(Extracted records):
╭──

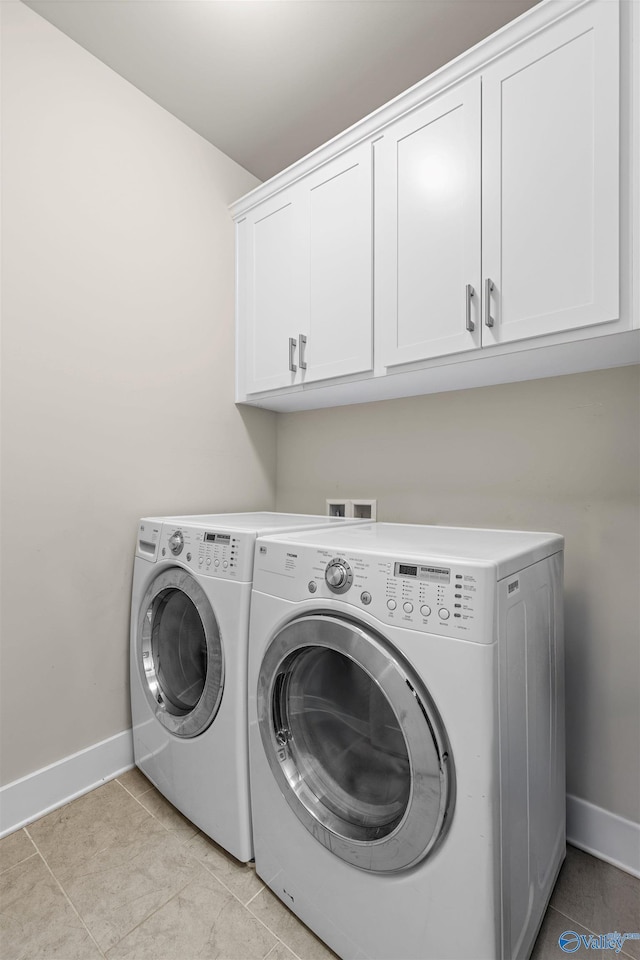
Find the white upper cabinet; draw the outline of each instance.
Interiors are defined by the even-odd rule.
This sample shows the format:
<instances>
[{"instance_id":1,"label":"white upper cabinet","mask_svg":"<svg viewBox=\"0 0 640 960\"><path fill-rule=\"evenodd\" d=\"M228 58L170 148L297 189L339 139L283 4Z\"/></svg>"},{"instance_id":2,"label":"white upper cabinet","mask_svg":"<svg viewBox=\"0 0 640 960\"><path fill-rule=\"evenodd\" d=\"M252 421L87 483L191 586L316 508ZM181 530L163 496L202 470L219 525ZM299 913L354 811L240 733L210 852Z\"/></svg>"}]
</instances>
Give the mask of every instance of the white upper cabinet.
<instances>
[{"instance_id":1,"label":"white upper cabinet","mask_svg":"<svg viewBox=\"0 0 640 960\"><path fill-rule=\"evenodd\" d=\"M385 366L480 346L480 79L376 143L376 322Z\"/></svg>"},{"instance_id":2,"label":"white upper cabinet","mask_svg":"<svg viewBox=\"0 0 640 960\"><path fill-rule=\"evenodd\" d=\"M484 344L620 316L619 45L589 4L482 71Z\"/></svg>"},{"instance_id":3,"label":"white upper cabinet","mask_svg":"<svg viewBox=\"0 0 640 960\"><path fill-rule=\"evenodd\" d=\"M245 334L238 372L247 393L296 382L297 338L307 325L309 286L303 207L294 185L238 225L238 315Z\"/></svg>"},{"instance_id":4,"label":"white upper cabinet","mask_svg":"<svg viewBox=\"0 0 640 960\"><path fill-rule=\"evenodd\" d=\"M577 10L385 129L386 367L618 319L616 13Z\"/></svg>"},{"instance_id":5,"label":"white upper cabinet","mask_svg":"<svg viewBox=\"0 0 640 960\"><path fill-rule=\"evenodd\" d=\"M239 401L640 362L640 3L542 0L232 207Z\"/></svg>"},{"instance_id":6,"label":"white upper cabinet","mask_svg":"<svg viewBox=\"0 0 640 960\"><path fill-rule=\"evenodd\" d=\"M305 183L309 323L303 382L371 370L371 144L327 163Z\"/></svg>"},{"instance_id":7,"label":"white upper cabinet","mask_svg":"<svg viewBox=\"0 0 640 960\"><path fill-rule=\"evenodd\" d=\"M371 370L369 143L238 223L238 398Z\"/></svg>"}]
</instances>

╰──

(What you will do):
The records above need to be copied exactly, though not their pictures.

(Finished exercise):
Find the white upper cabinet; draw the outline of each instance.
Interiors are defined by the even-odd rule.
This sample shows the format:
<instances>
[{"instance_id":1,"label":"white upper cabinet","mask_svg":"<svg viewBox=\"0 0 640 960\"><path fill-rule=\"evenodd\" d=\"M228 58L170 148L297 189L339 139L283 4Z\"/></svg>"},{"instance_id":2,"label":"white upper cabinet","mask_svg":"<svg viewBox=\"0 0 640 960\"><path fill-rule=\"evenodd\" d=\"M252 421L87 483L191 586L316 508ZM181 530L163 496L202 470L219 525ZM299 913L354 811L240 733L210 852Z\"/></svg>"}]
</instances>
Give the mask of every instance of the white upper cabinet.
<instances>
[{"instance_id":1,"label":"white upper cabinet","mask_svg":"<svg viewBox=\"0 0 640 960\"><path fill-rule=\"evenodd\" d=\"M385 366L480 346L480 79L376 143L376 322Z\"/></svg>"},{"instance_id":2,"label":"white upper cabinet","mask_svg":"<svg viewBox=\"0 0 640 960\"><path fill-rule=\"evenodd\" d=\"M484 344L620 316L619 45L589 4L482 71Z\"/></svg>"},{"instance_id":3,"label":"white upper cabinet","mask_svg":"<svg viewBox=\"0 0 640 960\"><path fill-rule=\"evenodd\" d=\"M245 334L238 372L247 393L296 382L297 338L307 325L309 286L303 207L294 185L238 225L238 315Z\"/></svg>"},{"instance_id":4,"label":"white upper cabinet","mask_svg":"<svg viewBox=\"0 0 640 960\"><path fill-rule=\"evenodd\" d=\"M577 10L385 129L386 367L618 319L616 13Z\"/></svg>"},{"instance_id":5,"label":"white upper cabinet","mask_svg":"<svg viewBox=\"0 0 640 960\"><path fill-rule=\"evenodd\" d=\"M239 401L640 362L640 3L542 0L232 207Z\"/></svg>"},{"instance_id":6,"label":"white upper cabinet","mask_svg":"<svg viewBox=\"0 0 640 960\"><path fill-rule=\"evenodd\" d=\"M305 183L309 323L303 382L371 370L371 144L327 163Z\"/></svg>"},{"instance_id":7,"label":"white upper cabinet","mask_svg":"<svg viewBox=\"0 0 640 960\"><path fill-rule=\"evenodd\" d=\"M371 370L369 143L238 223L238 398Z\"/></svg>"}]
</instances>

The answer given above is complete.